- _Courte consigne 1_
Recopiez mot pour mot, dans le fil de discussion sur les fichiers « autres », le passage allant de « J'ai 275,7 Go » jusqu'à « Arlequin (8 Mai 2012) ».

- _Extrait fourni_

# Fichiers "autres"



## manonaude (6 Mai 2012)

Bonjour,

J'ai cherché au préalable si ma question avait été posée en vain..
J'ai 275,7 Go de fichiers autres sur mon Mac Book pro .. Je m'en sert essetiellement pour les cours, ceux ci commencent à membeter réellement car il s'affiche souvent un message me signalant que mon disque de demarrage est presque plein. La semaine dernière j'ai du virer toutes les musiques, iTunes et compagnie afin de pouvoir enregistrer un word, chose que je ne pouvais pas faire sans ça ... Ce problème est vraiment embêtant surtout que j'ai acheter mon MacBook il y a juste 7 mois ! Je n'ai jamais eut ce problème avec mon iMac...
Comment puis je supprimer mes fichiers autres ?

Merci !


----------



## Arlequin (8 Mai 2012)

bonjour et bienvenue

sujet pourtant récurrent 

exemple 1 (clic)

exemple 2 (clic)

exemple 3 (clic)
...

à+


----------



## subsole (8 Mai 2012)

Bonjour, 
Mac Os comptabilise dans "Autre" tout ce que le Système ne comptabilise pas dans  "Audio", "Vidéos", "Photos", "Apps" ou "Copies".
Par exemple les MKV ou les VIDEO_TS, même s'ils sont "amoureusement" rangés dans le dossier Vidéo de l'User sont comptabilisés dans "Autre". et non dans "Vidéos"
Bref, tu peux être certain que tous les Go comptabilisés existent bien sur ton Mac.
En conclusion, je pense que tu as besoin d'un DD plus grand. ^^


----------

(Enregistrements de placement de points)

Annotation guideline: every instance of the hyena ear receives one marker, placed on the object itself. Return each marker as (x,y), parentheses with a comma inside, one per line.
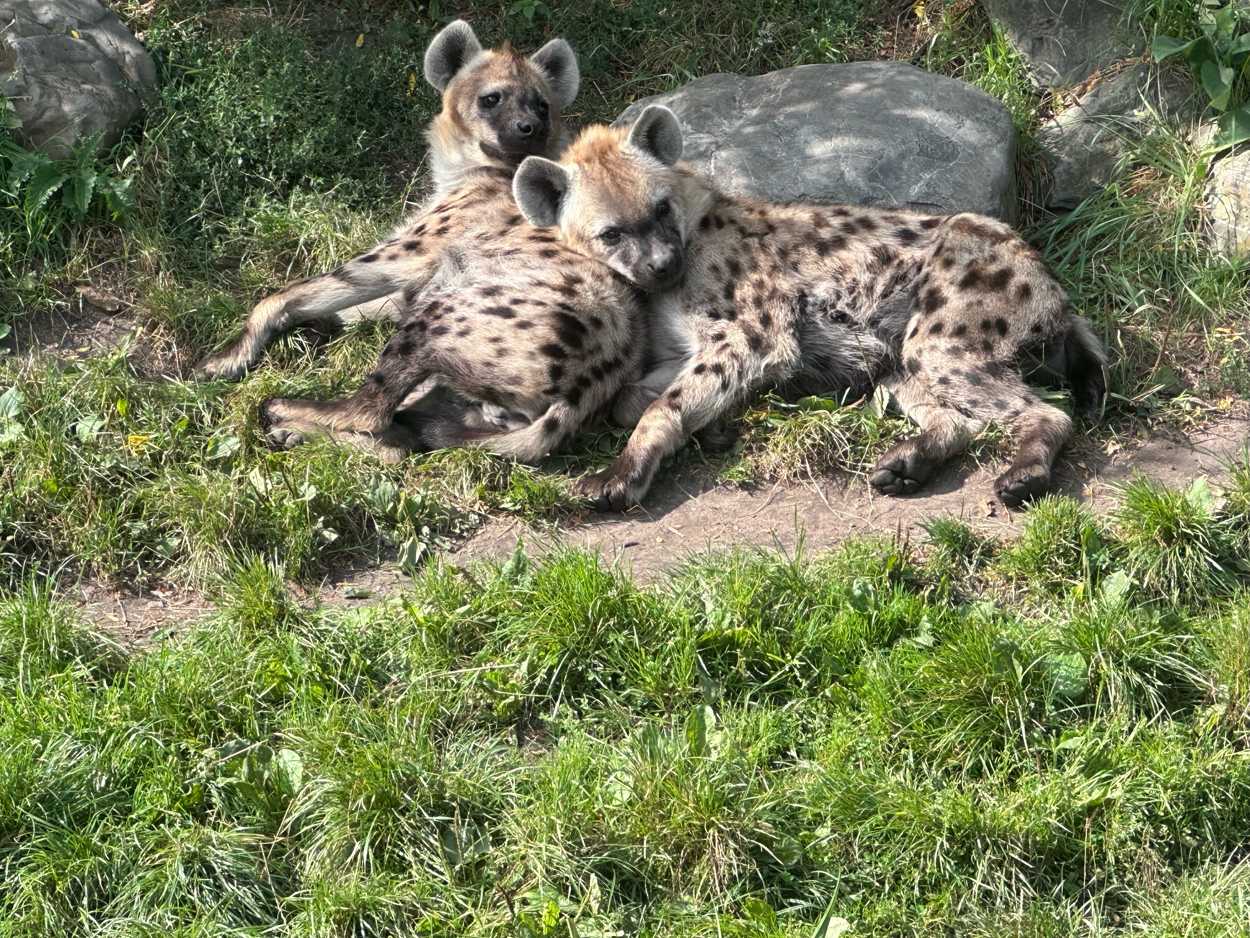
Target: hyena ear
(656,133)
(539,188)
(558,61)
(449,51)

---

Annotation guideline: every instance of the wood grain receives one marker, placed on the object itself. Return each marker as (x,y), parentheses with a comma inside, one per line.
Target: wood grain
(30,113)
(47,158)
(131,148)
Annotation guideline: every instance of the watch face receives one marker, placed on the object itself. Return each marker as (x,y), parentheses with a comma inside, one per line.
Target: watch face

- _Courte consigne 2_
Renvoyez chaque ligne des enregistrements contenant la chaîne « inside ».

- _Corrigé détaillé 1_
J'ai 275,7 Go de fichiers autres sur mon Mac Book pro .. Je m'en sert essetiellement pour les cours, ceux ci commencent à membeter réellement car il s'affiche souvent un message me signalant que mon disque de demarrage est presque plein. La semaine dernière j'ai du virer toutes les musiques, iTunes et compagnie afin de pouvoir enregistrer un word, chose que je ne pouvais pas faire sans ça ... Ce problème est vraiment embêtant surtout que j'ai acheter mon MacBook il y a juste 7 mois ! Je n'ai jamais eut ce problème avec mon iMac...
Comment puis je supprimer mes fichiers autres ?

Merci !


----------



## Arlequin (8 Mai 2012)

- _Corrigé détaillé 2_
Annotation guideline: every instance of the hyena ear receives one marker, placed on the object itself. Return each marker as (x,y), parentheses with a comma inside, one per line.
Annotation guideline: every instance of the wood grain receives one marker, placed on the object itself. Return each marker as (x,y), parentheses with a comma inside, one per line.
Annotation guideline: every instance of the watch face receives one marker, placed on the object itself. Return each marker as (x,y), parentheses with a comma inside, one per line.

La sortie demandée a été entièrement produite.